### Work to complete
The required result is the exact run of lines beginning at the one containing "green grass lawn" and ending at the last line of the entries.

Records from a data collection
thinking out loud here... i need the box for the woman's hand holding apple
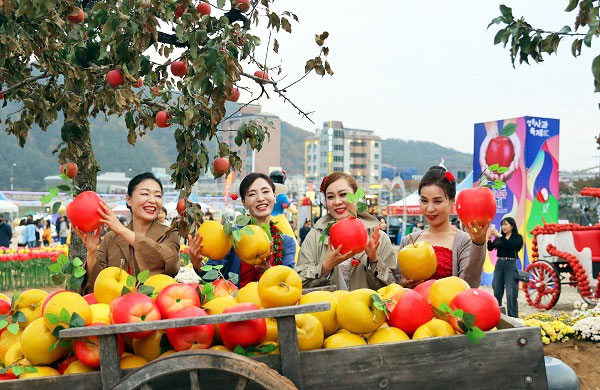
[399,275,423,289]
[97,202,126,235]
[365,226,381,263]
[322,244,356,276]
[73,226,101,254]
[465,221,490,246]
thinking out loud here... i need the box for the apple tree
[0,0,332,260]
[488,2,600,145]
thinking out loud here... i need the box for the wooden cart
[3,302,548,390]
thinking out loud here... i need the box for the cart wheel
[523,261,561,310]
[111,349,297,390]
[581,286,600,307]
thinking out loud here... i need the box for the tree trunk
[67,118,100,263]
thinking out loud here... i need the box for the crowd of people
[0,214,71,248]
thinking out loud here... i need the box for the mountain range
[0,101,472,191]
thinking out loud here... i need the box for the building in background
[304,121,382,188]
[219,103,281,177]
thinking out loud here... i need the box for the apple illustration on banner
[485,122,517,168]
[535,187,548,203]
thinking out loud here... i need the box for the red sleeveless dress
[431,246,452,279]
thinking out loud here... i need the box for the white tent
[389,191,420,208]
[0,200,18,214]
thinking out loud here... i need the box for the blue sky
[234,0,600,171]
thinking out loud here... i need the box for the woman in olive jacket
[296,172,397,291]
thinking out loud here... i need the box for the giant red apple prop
[155,283,201,318]
[485,136,515,168]
[449,288,501,332]
[111,292,162,339]
[329,217,368,255]
[455,187,496,227]
[166,306,214,351]
[170,61,187,77]
[66,191,103,233]
[212,157,230,175]
[106,70,124,87]
[387,289,434,336]
[219,303,266,350]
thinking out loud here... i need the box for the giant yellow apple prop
[336,289,386,334]
[397,241,437,281]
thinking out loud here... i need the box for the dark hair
[161,206,167,214]
[320,172,358,194]
[500,217,519,237]
[20,219,26,226]
[418,166,456,200]
[127,172,163,197]
[239,173,275,200]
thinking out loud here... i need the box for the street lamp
[10,163,16,191]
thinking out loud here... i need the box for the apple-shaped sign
[455,187,496,227]
[66,191,103,233]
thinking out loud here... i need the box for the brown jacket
[397,229,486,288]
[82,219,181,295]
[296,212,397,291]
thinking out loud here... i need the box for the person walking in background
[0,216,12,248]
[299,219,311,245]
[487,216,523,318]
[579,207,593,226]
[14,219,26,247]
[24,218,37,248]
[42,219,52,246]
[35,219,44,247]
[56,216,70,245]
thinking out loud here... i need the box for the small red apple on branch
[212,157,230,176]
[171,61,188,77]
[196,2,211,15]
[233,0,251,13]
[106,70,124,87]
[67,7,85,24]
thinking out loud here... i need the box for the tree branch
[0,73,48,96]
[141,99,169,110]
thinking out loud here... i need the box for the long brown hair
[320,172,358,194]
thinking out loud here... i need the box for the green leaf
[217,0,225,8]
[223,223,232,236]
[48,263,61,273]
[70,312,85,328]
[558,25,571,34]
[228,273,239,286]
[346,192,356,203]
[500,123,517,136]
[40,194,53,204]
[12,366,25,376]
[58,339,72,349]
[51,274,66,286]
[12,311,26,323]
[355,188,365,199]
[52,202,62,214]
[201,283,214,302]
[49,187,59,199]
[439,302,451,313]
[235,214,251,226]
[488,163,500,172]
[73,267,86,278]
[204,270,219,281]
[0,320,7,330]
[121,286,131,296]
[57,255,69,266]
[241,226,255,236]
[51,325,65,338]
[496,167,509,174]
[257,343,278,353]
[213,265,224,270]
[592,55,600,88]
[7,323,19,335]
[471,326,485,339]
[138,284,155,297]
[565,0,579,12]
[137,270,150,284]
[462,312,476,328]
[59,308,71,324]
[48,340,59,352]
[126,275,136,288]
[200,265,213,272]
[357,202,367,213]
[73,258,83,267]
[45,313,59,325]
[499,4,513,20]
[57,184,71,191]
[232,230,242,242]
[233,345,247,356]
[24,366,38,373]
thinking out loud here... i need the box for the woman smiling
[188,173,296,287]
[296,172,396,291]
[78,172,181,294]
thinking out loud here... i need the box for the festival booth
[0,192,19,219]
[386,192,421,216]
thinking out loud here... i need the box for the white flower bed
[573,317,600,341]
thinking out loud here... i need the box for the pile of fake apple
[0,264,501,380]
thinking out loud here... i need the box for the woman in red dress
[397,166,489,288]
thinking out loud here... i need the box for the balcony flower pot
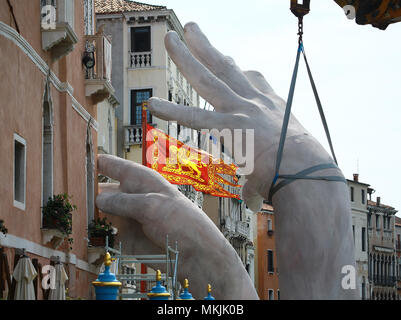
[88,217,117,248]
[42,193,76,249]
[89,236,106,247]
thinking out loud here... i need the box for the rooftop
[367,200,396,210]
[94,0,167,14]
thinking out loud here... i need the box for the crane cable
[268,9,346,204]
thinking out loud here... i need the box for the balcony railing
[125,125,143,146]
[236,221,250,239]
[84,33,114,103]
[373,276,397,287]
[85,34,112,82]
[130,51,152,68]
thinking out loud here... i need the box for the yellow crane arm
[334,0,401,30]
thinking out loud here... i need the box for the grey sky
[153,0,401,215]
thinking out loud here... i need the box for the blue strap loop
[268,41,344,204]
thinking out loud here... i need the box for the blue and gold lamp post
[204,284,215,300]
[147,270,171,300]
[177,279,195,300]
[92,252,122,300]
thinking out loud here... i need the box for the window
[362,227,366,252]
[42,80,53,206]
[352,225,355,243]
[361,189,365,204]
[350,187,354,202]
[267,219,273,232]
[130,89,152,125]
[14,134,26,210]
[131,27,151,52]
[267,250,274,273]
[368,214,372,228]
[268,289,274,300]
[387,217,391,230]
[277,290,280,300]
[376,215,380,229]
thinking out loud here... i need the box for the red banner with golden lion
[144,123,241,199]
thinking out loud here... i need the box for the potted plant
[88,217,116,248]
[0,219,8,235]
[42,193,76,249]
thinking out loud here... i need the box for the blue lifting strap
[268,42,346,204]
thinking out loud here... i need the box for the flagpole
[141,101,148,296]
[142,101,148,166]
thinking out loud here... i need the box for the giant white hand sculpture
[97,22,358,300]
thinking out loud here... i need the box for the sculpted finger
[184,22,260,100]
[98,154,128,182]
[98,154,175,194]
[242,180,264,212]
[165,31,254,113]
[99,183,120,194]
[96,192,167,225]
[148,97,245,131]
[243,70,275,95]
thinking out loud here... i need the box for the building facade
[395,216,401,298]
[0,0,115,299]
[367,197,398,300]
[256,202,279,300]
[347,174,369,299]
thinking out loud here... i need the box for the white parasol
[48,263,69,300]
[12,256,37,300]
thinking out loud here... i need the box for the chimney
[353,174,359,182]
[376,197,381,206]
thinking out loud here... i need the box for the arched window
[86,119,95,226]
[42,74,53,208]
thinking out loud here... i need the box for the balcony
[124,124,159,150]
[84,32,114,103]
[124,125,143,149]
[221,216,236,235]
[130,51,152,68]
[373,276,397,287]
[41,0,78,61]
[236,221,250,240]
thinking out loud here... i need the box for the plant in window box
[88,217,117,248]
[0,219,8,235]
[42,193,76,249]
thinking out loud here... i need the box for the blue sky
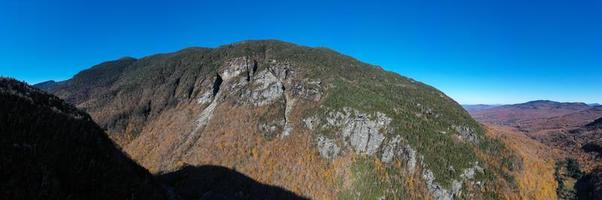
[1,0,600,104]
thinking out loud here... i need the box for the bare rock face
[381,136,417,172]
[423,169,454,200]
[246,69,284,106]
[381,136,401,163]
[453,125,481,144]
[291,79,323,102]
[316,136,340,159]
[422,161,484,200]
[323,108,391,155]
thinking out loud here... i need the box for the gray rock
[381,136,401,163]
[303,116,319,130]
[291,79,323,102]
[248,70,284,106]
[317,136,340,159]
[281,94,295,137]
[268,63,290,81]
[422,169,453,200]
[381,136,417,172]
[259,120,285,138]
[460,162,484,180]
[421,161,483,200]
[220,57,248,81]
[402,145,417,172]
[453,125,480,144]
[196,91,213,104]
[324,108,391,155]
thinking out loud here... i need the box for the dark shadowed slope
[586,117,602,128]
[157,165,309,200]
[575,167,602,200]
[0,78,166,200]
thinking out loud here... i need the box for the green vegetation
[555,159,583,200]
[220,40,513,190]
[337,157,386,200]
[337,156,412,199]
[566,159,583,179]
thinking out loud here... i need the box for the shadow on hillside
[156,165,309,200]
[574,168,602,200]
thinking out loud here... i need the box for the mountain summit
[36,40,520,199]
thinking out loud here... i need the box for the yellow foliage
[482,125,558,200]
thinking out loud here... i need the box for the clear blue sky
[1,0,600,104]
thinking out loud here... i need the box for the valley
[466,101,602,199]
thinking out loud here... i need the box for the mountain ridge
[34,40,522,199]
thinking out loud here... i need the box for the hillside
[467,100,602,199]
[37,40,524,199]
[517,106,602,135]
[468,100,602,171]
[0,78,166,200]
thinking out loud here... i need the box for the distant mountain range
[466,100,602,171]
[465,100,602,199]
[463,101,601,115]
[467,100,595,126]
[461,104,501,113]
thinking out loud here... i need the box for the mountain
[462,104,501,113]
[33,80,63,91]
[35,40,526,199]
[517,106,602,134]
[471,100,592,126]
[0,78,166,200]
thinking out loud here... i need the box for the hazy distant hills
[466,100,602,134]
[466,100,602,199]
[466,100,602,171]
[461,104,501,113]
[468,100,593,125]
[31,40,528,199]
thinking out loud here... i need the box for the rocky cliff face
[38,40,521,199]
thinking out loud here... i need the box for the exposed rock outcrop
[454,125,481,144]
[316,136,341,159]
[322,108,391,155]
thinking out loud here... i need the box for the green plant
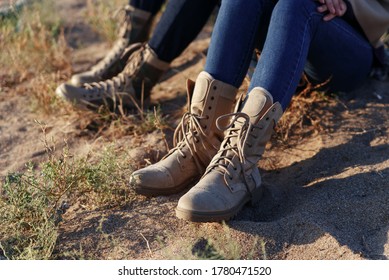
[0,163,59,260]
[0,132,135,259]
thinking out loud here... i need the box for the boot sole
[175,186,263,222]
[134,175,201,197]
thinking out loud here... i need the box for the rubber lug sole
[175,186,263,222]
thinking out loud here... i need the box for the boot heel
[250,186,263,206]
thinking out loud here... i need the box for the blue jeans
[148,0,219,62]
[130,0,165,16]
[205,0,374,110]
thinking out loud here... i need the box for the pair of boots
[130,71,283,222]
[56,5,169,109]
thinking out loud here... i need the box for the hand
[316,0,347,21]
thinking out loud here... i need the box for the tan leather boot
[70,5,154,87]
[176,87,283,222]
[129,71,238,196]
[56,44,169,109]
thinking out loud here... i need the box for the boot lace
[207,112,261,188]
[167,112,216,173]
[83,46,145,99]
[84,73,127,99]
[90,40,128,76]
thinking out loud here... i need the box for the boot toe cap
[130,166,175,190]
[175,172,249,222]
[55,83,71,100]
[55,83,86,105]
[177,187,228,214]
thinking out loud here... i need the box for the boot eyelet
[210,96,215,100]
[266,117,270,121]
[213,86,217,90]
[205,115,209,119]
[272,108,276,112]
[203,125,207,129]
[208,106,212,110]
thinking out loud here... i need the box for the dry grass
[276,77,337,142]
[0,128,136,259]
[0,0,340,261]
[0,0,72,114]
[85,0,128,43]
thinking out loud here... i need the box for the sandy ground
[1,0,388,259]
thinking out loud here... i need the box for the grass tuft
[0,0,72,114]
[0,128,135,259]
[85,0,128,43]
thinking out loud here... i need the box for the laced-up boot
[70,5,154,86]
[55,44,169,109]
[129,71,238,196]
[176,87,283,222]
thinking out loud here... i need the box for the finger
[339,1,347,16]
[323,13,336,21]
[332,0,345,17]
[317,5,328,13]
[332,0,343,15]
[325,0,336,14]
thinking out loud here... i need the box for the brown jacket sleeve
[348,0,389,46]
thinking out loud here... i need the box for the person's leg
[127,0,166,44]
[148,0,218,63]
[129,0,165,16]
[176,0,374,222]
[249,0,374,110]
[67,1,164,87]
[57,0,218,108]
[204,0,275,88]
[130,0,274,197]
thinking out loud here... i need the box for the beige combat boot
[176,87,283,222]
[55,44,169,109]
[70,5,154,87]
[129,71,238,196]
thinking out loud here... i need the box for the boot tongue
[240,88,273,125]
[190,71,213,116]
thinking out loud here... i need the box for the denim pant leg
[148,0,218,63]
[249,0,373,110]
[129,0,166,16]
[205,0,275,88]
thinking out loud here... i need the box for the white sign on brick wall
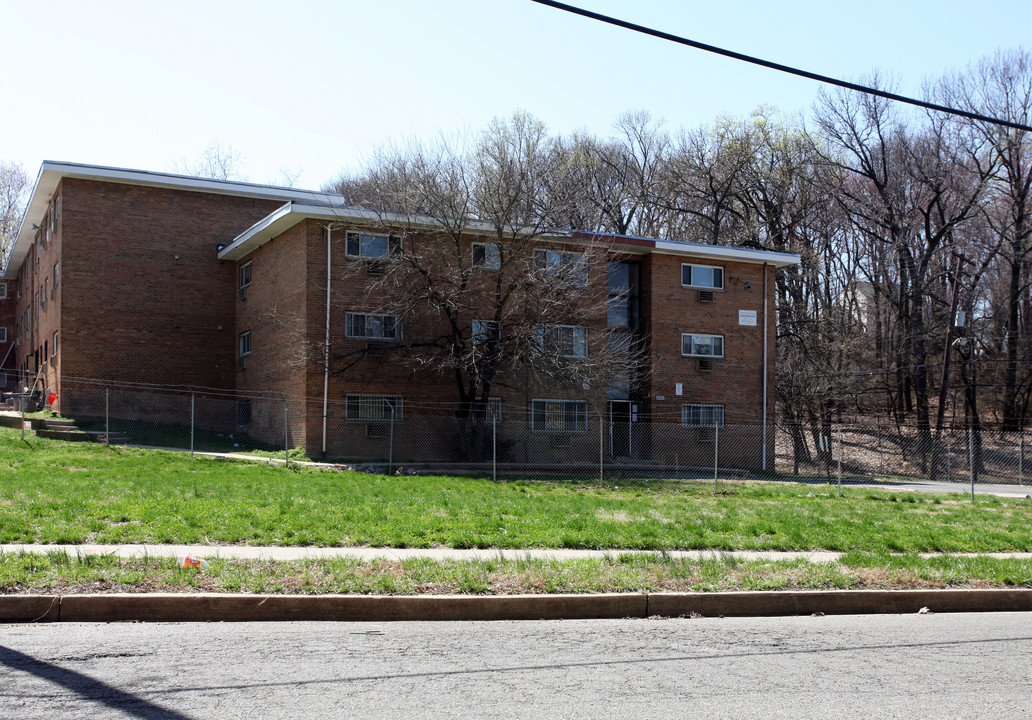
[739,310,757,326]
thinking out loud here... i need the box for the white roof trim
[3,161,342,278]
[652,240,800,267]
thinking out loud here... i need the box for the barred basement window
[472,397,503,422]
[682,403,725,427]
[531,399,588,433]
[345,394,403,422]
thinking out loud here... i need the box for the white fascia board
[652,240,800,268]
[3,161,343,278]
[218,203,507,262]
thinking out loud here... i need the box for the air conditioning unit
[366,260,386,276]
[239,356,248,370]
[239,286,248,301]
[365,343,386,357]
[695,426,716,443]
[366,423,387,438]
[697,290,714,303]
[0,282,7,300]
[698,358,714,372]
[551,434,571,448]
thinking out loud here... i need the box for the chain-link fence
[5,378,1030,490]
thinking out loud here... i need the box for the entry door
[609,400,632,457]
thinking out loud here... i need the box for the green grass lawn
[1,426,1031,554]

### Written solution
thinking out loud here... i need the box for the green grass lawn
[1,426,1031,554]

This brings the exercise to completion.